Raisa Gorbachov dies

MOSCOW -- Raisa Maksimovna Gorbachev, who broke Kremlin tradition by sharing the spotlight with her husband, the former Soviet President Mikhail S. Gorbachev, and did so with bold self-assurance and flair, died today in Munster, Germany on September 20, 1999. She was 67.

The cause was leukemia, aides to Mr. Gorbachev said. She had been under treatment in University Hospital in Munster since late July.
Raisa Gorbachov

Mr. Gorbachev's rise to the leadership of the Communist Party in 1985 was the first sign of a seismic shift in the Soviet Union's calcified politics and economy. But it was Raisa Gorbachev who, both at home and abroad, soon came to embody the changes to come. She emerged as a First Lady who had her own mind, her own style and according to reports of a secret videotape that circulated after one of her foreign trips, her own American Express card.

▶ Image-grounded pointing data
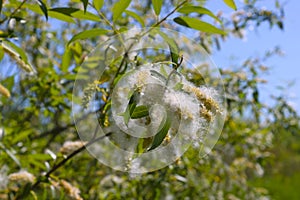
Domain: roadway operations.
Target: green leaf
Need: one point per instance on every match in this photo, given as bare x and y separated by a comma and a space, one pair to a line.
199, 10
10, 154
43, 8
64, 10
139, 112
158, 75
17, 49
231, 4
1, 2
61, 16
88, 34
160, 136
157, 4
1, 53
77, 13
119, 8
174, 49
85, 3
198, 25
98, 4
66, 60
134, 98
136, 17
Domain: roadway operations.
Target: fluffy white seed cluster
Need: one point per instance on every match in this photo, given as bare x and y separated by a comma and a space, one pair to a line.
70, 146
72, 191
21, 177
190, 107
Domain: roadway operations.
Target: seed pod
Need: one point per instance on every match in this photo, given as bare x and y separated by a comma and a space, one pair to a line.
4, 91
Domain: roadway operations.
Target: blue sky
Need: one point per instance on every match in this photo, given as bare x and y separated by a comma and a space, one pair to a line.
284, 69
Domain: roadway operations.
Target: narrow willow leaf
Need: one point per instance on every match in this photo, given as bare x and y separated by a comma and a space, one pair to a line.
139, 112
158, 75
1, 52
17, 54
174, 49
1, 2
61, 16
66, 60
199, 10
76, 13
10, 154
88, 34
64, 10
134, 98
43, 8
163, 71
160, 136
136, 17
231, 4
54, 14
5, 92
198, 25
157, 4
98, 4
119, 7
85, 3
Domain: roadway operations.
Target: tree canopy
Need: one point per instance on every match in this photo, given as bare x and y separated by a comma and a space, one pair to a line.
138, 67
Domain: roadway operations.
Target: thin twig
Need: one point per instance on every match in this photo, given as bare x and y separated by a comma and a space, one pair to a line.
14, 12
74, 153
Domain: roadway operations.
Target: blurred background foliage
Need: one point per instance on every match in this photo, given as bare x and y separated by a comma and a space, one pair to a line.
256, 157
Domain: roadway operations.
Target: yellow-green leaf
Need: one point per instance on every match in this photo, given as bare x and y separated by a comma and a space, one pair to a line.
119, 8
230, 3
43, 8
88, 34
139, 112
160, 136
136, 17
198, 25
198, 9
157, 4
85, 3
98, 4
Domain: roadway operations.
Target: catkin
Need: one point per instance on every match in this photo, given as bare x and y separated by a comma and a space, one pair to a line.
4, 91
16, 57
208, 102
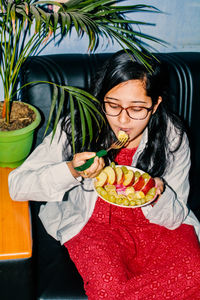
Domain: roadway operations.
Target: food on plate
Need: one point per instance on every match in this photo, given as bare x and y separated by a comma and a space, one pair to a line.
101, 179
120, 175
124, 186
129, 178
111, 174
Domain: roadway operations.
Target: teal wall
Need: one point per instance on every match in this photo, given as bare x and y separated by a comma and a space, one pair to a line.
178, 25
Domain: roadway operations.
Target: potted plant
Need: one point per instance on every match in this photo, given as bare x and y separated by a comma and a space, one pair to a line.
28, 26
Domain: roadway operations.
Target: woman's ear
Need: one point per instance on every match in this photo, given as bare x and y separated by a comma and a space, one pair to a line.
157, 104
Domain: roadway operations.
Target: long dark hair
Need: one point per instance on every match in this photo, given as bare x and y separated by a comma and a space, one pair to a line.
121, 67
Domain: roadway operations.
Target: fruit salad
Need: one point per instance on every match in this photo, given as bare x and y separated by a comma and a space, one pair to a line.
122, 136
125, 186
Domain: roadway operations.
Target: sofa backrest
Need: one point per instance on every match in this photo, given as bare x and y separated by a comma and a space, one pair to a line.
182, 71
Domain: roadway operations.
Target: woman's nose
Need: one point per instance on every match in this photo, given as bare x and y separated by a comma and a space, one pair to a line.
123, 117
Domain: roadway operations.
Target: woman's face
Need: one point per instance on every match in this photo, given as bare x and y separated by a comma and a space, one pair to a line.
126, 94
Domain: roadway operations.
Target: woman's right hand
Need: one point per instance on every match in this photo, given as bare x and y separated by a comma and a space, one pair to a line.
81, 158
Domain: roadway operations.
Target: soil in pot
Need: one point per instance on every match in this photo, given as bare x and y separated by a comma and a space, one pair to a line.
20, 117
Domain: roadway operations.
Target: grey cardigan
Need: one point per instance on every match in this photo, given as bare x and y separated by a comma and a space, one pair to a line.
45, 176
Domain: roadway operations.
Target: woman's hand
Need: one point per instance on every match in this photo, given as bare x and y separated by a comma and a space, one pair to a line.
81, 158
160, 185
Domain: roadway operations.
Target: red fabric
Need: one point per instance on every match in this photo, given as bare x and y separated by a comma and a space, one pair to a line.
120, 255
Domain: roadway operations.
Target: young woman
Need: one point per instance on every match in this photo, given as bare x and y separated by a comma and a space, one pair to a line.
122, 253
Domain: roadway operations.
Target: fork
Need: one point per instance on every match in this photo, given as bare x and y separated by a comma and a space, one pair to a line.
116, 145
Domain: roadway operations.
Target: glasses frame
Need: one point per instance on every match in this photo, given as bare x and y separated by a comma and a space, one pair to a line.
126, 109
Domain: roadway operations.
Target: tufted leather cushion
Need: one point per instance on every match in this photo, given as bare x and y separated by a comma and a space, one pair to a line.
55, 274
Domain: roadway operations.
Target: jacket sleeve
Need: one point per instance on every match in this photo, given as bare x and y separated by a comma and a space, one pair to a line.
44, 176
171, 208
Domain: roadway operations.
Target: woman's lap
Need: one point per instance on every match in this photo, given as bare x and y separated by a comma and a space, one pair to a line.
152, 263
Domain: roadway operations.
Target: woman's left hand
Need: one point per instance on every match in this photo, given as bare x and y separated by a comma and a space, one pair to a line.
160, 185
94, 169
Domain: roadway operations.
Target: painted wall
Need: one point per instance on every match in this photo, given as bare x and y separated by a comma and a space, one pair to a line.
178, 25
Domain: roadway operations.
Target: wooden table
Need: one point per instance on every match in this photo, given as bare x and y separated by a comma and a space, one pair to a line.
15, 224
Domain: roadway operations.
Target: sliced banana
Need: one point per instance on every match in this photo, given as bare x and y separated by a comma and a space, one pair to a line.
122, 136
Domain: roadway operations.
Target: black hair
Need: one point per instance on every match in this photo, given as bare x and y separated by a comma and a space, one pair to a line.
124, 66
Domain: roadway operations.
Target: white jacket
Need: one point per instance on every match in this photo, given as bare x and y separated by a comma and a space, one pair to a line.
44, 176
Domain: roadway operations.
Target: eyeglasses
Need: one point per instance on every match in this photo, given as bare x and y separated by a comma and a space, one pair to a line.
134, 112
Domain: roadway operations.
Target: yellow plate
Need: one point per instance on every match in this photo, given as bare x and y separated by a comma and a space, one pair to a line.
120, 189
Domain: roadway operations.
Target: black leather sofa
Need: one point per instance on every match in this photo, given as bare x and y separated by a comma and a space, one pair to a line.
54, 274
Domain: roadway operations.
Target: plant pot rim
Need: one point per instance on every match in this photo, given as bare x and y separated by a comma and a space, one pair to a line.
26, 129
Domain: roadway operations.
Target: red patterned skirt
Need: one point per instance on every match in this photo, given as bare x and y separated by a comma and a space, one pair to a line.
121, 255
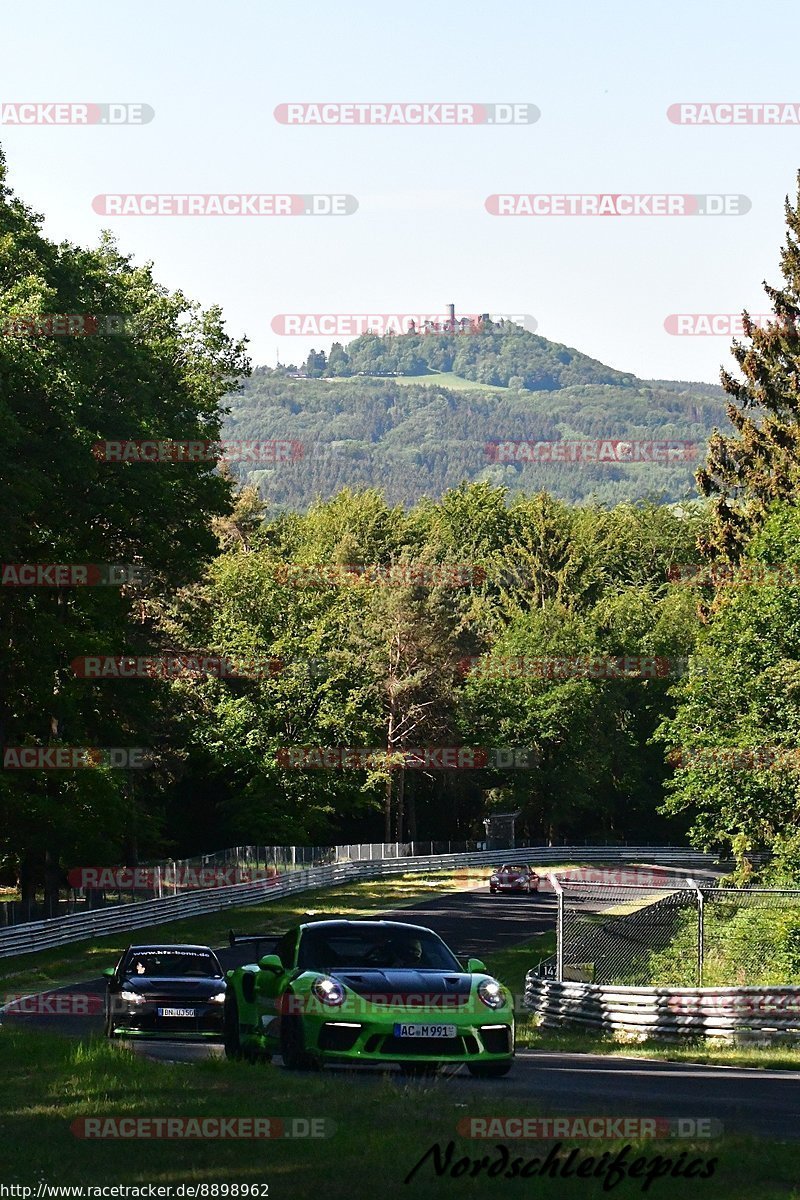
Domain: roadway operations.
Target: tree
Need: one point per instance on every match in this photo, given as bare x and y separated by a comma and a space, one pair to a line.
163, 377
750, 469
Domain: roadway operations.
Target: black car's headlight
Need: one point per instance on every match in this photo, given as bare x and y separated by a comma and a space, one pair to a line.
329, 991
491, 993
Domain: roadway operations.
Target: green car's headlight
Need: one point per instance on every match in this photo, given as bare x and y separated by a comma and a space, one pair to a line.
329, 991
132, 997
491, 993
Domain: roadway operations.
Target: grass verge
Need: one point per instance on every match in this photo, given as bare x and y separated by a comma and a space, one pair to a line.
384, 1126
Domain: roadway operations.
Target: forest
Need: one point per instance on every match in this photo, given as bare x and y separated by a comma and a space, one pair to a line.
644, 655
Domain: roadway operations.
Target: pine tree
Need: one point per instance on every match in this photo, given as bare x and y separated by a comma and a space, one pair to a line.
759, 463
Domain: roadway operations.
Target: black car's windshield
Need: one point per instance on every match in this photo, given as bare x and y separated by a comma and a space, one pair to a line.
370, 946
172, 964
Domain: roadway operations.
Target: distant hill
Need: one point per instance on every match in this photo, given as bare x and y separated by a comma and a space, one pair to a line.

▶ Instructions
1 - According to the obituary of Raisa Gorbachev, what caused her death?
2 - Continue the obituary of Raisa Gorbachev, starting after its last sentence.

▶ Outputs for the tasks
1 - Leukemia

2 -
None of this endeared her to the Soviet public, who began to grumble early in her husband's tenure that she was too pushy, too flashy and too influential. Her appearances on foreign trips and her cultural projects at home stirred debate in many Russian kitchens over whether the proper place for Kremlin wives was -- as it had always been -- at home, or at least in the background.

But since the beginning of this month, when Russians first learned that their former First Lady had been hospitalized in Germany with an advanced and rare case of leukemia, sentiments toward her in Russia began to shift. Favorable articles began to appear in the press, and thousands of letters and telegrams of sympathy arrived at the hospital in Münster, where her husband kept a faithful vigil that touched many Russian hearts.

"It must be in the Russian character -- to run somebody into the mud, and them laud them to high heavens after a tragedy strikes," said Vladimir Polyakov, a Gorbachev spokesman.

President Boris N. Yeltsin, Mr. Gorbachev's bitter rival in the early 1990's, sent a message of condolence today, and in a statement he said that a "wonderful person, a beautiful woman, a loving wife and mother is no longer with us."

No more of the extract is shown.